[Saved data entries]

========================================

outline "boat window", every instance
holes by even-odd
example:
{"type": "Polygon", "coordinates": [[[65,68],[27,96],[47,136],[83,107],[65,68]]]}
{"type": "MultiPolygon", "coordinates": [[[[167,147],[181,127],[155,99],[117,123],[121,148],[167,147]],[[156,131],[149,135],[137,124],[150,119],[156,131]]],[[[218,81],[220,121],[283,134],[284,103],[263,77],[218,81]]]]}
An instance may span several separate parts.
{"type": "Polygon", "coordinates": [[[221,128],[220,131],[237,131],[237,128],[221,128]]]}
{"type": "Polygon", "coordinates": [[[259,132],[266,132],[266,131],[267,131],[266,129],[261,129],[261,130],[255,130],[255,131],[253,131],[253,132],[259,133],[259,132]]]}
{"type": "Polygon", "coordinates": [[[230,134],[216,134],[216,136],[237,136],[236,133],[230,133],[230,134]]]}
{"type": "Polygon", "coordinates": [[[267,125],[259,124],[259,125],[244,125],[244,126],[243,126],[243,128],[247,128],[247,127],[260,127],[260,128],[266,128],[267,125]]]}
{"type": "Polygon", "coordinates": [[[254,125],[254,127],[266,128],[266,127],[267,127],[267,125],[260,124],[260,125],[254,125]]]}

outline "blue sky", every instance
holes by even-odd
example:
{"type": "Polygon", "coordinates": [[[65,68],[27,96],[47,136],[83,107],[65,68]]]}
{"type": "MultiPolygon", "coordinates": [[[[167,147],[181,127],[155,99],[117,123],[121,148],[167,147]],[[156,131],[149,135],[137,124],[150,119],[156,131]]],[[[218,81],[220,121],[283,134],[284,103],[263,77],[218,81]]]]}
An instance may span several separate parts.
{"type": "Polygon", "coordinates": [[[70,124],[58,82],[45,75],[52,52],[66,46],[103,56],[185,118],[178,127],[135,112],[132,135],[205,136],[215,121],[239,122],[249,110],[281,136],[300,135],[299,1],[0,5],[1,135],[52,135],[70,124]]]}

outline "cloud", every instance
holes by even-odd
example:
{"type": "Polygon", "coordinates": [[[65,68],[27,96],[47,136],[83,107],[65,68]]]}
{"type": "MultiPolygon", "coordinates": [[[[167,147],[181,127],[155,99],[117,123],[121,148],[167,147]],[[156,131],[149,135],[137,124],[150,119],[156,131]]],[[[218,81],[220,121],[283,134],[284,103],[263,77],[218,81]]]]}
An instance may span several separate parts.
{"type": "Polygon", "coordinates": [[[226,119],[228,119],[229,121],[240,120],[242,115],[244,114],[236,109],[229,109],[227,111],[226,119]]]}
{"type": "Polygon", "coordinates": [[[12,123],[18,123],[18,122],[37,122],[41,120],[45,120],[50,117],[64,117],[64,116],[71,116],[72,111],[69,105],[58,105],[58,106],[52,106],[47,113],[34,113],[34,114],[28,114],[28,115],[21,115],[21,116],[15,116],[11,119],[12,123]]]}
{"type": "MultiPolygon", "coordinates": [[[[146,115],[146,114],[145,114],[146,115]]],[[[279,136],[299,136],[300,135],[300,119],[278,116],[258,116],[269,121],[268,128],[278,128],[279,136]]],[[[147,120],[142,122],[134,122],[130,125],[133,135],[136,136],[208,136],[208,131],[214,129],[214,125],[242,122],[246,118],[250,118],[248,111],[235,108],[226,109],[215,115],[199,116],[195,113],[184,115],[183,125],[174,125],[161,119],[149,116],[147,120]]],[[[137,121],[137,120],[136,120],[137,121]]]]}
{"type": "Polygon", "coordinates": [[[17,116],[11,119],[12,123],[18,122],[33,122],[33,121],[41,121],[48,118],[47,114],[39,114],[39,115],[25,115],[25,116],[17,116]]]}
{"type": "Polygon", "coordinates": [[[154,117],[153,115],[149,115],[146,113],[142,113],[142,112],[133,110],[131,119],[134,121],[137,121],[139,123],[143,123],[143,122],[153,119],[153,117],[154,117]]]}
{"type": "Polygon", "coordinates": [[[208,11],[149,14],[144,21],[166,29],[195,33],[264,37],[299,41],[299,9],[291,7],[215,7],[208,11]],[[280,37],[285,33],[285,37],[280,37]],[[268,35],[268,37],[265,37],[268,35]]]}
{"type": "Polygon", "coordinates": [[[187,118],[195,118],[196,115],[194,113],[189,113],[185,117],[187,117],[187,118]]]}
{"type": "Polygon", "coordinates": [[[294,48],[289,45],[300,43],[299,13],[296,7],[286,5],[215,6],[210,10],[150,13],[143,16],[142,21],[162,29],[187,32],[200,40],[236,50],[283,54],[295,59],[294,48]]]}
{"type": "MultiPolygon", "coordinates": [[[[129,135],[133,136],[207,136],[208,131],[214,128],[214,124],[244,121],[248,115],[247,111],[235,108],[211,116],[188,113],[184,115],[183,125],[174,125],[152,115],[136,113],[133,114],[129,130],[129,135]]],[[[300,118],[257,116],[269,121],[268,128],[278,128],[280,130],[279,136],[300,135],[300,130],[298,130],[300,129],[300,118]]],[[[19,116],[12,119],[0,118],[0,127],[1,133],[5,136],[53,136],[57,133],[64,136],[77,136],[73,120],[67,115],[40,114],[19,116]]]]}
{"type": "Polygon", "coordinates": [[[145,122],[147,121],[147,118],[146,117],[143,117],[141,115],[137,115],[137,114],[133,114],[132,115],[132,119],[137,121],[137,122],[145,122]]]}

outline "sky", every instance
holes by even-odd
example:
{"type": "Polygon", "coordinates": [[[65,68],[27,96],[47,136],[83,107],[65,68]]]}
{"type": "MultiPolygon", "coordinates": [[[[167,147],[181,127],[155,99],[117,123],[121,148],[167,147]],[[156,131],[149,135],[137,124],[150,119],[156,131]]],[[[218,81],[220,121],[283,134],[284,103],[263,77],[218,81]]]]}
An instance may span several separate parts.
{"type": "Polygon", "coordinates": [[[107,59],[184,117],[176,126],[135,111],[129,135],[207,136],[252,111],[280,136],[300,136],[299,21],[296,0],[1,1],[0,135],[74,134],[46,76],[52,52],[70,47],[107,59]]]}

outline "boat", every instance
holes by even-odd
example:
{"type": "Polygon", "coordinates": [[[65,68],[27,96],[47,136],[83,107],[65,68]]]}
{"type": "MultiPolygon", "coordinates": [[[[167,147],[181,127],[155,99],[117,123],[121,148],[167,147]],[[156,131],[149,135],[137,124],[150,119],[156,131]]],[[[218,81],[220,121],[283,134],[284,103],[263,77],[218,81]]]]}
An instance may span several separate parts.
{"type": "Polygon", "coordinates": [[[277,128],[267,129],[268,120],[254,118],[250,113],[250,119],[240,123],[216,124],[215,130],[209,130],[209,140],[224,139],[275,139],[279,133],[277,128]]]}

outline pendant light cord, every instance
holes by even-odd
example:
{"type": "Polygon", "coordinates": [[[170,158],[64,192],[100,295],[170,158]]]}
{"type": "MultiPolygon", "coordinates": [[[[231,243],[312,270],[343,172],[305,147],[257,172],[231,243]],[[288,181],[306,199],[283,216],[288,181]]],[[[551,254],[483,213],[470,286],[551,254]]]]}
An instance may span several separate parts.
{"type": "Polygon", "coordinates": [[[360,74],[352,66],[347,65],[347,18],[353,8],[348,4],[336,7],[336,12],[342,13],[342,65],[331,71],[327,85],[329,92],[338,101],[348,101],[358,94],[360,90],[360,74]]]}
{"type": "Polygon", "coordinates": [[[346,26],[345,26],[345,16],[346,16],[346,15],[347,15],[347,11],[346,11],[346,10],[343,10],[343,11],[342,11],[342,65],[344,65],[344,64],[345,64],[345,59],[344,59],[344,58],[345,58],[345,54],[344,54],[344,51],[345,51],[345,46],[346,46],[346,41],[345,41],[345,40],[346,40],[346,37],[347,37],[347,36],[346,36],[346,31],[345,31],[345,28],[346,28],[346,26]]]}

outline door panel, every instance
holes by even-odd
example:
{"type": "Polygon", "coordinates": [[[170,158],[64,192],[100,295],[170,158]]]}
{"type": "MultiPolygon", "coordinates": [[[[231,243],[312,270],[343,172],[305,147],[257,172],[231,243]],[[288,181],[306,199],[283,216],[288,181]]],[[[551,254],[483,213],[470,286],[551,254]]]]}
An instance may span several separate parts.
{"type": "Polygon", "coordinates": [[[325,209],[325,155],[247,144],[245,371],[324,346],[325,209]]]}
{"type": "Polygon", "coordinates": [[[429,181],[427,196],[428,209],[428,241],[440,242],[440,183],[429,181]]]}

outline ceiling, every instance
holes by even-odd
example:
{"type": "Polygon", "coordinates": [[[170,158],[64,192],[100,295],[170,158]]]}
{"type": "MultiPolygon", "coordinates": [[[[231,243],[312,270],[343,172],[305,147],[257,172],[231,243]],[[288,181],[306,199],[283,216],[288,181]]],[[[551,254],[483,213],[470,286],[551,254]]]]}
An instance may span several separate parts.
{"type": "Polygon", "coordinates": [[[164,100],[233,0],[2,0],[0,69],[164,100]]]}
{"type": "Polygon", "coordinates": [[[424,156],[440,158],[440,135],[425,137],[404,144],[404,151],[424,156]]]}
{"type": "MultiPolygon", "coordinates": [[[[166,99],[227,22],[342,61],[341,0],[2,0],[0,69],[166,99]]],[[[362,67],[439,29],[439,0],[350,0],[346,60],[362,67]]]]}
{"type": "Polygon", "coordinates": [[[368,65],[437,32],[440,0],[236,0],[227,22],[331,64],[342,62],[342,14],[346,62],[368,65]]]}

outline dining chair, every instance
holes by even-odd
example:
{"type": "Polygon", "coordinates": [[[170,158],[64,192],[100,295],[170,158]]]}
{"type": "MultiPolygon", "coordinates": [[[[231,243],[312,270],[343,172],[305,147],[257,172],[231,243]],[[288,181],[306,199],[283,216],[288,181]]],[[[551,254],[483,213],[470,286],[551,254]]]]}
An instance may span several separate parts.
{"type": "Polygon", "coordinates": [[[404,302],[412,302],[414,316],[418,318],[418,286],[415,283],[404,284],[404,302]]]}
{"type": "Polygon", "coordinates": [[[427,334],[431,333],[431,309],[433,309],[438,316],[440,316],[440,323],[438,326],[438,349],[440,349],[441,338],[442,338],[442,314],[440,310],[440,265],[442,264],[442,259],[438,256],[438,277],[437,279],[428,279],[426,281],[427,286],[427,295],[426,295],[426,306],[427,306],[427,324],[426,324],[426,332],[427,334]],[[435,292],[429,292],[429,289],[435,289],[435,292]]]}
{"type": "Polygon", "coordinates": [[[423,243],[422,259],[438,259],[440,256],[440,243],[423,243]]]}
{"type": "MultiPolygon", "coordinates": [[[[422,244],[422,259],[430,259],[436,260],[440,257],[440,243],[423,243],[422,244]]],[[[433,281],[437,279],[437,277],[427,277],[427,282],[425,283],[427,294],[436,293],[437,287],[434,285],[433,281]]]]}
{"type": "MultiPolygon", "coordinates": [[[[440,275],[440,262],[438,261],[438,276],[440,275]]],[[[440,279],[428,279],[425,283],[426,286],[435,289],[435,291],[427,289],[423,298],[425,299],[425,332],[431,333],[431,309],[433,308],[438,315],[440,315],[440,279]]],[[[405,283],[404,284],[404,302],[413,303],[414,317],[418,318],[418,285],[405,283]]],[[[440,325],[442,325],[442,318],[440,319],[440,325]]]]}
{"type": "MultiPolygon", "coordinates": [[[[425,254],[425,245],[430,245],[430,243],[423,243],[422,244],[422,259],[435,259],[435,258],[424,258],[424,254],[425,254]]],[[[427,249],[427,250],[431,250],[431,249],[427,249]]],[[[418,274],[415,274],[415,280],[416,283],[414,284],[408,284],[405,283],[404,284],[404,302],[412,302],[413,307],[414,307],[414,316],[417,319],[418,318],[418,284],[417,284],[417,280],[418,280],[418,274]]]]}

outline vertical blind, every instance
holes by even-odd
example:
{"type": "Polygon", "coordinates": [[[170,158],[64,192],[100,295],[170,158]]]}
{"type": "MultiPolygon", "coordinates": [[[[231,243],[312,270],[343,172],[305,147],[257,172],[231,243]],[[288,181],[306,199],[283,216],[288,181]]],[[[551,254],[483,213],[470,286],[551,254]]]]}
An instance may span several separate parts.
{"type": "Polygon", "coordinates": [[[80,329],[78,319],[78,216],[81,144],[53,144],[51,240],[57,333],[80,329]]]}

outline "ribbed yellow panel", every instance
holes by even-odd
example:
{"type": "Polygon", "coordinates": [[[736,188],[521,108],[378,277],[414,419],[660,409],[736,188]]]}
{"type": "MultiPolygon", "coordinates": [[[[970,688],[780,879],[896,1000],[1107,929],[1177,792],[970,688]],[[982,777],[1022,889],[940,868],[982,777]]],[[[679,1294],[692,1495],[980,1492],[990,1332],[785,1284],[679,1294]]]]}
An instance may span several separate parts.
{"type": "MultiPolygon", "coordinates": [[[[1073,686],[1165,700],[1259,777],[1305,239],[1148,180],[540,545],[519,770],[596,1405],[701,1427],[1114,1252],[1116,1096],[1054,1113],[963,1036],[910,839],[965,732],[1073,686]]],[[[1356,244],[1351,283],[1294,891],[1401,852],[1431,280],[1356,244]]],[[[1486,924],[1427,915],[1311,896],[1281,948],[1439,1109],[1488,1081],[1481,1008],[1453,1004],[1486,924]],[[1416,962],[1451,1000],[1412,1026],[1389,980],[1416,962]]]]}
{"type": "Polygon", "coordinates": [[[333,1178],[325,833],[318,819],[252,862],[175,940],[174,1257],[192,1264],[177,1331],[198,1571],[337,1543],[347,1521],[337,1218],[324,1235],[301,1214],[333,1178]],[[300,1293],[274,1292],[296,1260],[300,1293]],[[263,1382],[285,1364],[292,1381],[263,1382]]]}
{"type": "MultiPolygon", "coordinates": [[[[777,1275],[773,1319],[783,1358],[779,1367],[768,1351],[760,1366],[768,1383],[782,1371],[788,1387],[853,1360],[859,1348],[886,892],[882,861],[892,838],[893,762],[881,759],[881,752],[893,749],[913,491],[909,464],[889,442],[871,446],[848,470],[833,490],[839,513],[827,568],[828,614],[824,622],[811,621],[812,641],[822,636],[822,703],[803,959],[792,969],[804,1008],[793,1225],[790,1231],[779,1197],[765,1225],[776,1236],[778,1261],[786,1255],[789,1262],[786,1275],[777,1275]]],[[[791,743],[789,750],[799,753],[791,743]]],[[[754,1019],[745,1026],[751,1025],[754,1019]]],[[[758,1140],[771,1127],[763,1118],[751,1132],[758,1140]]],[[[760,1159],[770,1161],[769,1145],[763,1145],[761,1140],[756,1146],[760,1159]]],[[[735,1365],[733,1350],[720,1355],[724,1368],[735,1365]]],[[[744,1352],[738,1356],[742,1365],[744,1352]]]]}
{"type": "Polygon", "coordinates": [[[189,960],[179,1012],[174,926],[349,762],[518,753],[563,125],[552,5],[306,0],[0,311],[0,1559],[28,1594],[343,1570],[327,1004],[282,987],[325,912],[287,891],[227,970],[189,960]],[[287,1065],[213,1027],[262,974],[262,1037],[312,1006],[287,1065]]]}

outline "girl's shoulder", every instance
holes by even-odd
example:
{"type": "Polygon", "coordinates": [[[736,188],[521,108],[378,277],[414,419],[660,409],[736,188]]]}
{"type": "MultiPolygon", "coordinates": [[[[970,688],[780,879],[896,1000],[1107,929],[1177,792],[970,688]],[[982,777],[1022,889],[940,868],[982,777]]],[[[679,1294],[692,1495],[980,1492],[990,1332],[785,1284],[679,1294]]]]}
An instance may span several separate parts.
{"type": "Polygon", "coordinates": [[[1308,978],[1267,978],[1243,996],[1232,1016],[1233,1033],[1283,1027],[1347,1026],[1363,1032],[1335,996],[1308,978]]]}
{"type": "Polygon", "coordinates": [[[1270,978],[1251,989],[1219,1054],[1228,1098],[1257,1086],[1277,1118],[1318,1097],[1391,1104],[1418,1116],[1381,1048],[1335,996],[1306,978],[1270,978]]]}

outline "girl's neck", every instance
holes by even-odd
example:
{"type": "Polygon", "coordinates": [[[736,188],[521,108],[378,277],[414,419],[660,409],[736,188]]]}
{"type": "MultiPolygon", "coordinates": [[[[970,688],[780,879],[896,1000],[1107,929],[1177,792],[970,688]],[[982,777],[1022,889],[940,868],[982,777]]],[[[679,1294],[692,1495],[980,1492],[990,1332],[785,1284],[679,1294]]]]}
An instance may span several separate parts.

========================================

- TASK PROMPT
From the lines above, copy those that contain the word "boat".

- EXERCISE ANSWER
outline "boat window", every instance
outline "boat", every instance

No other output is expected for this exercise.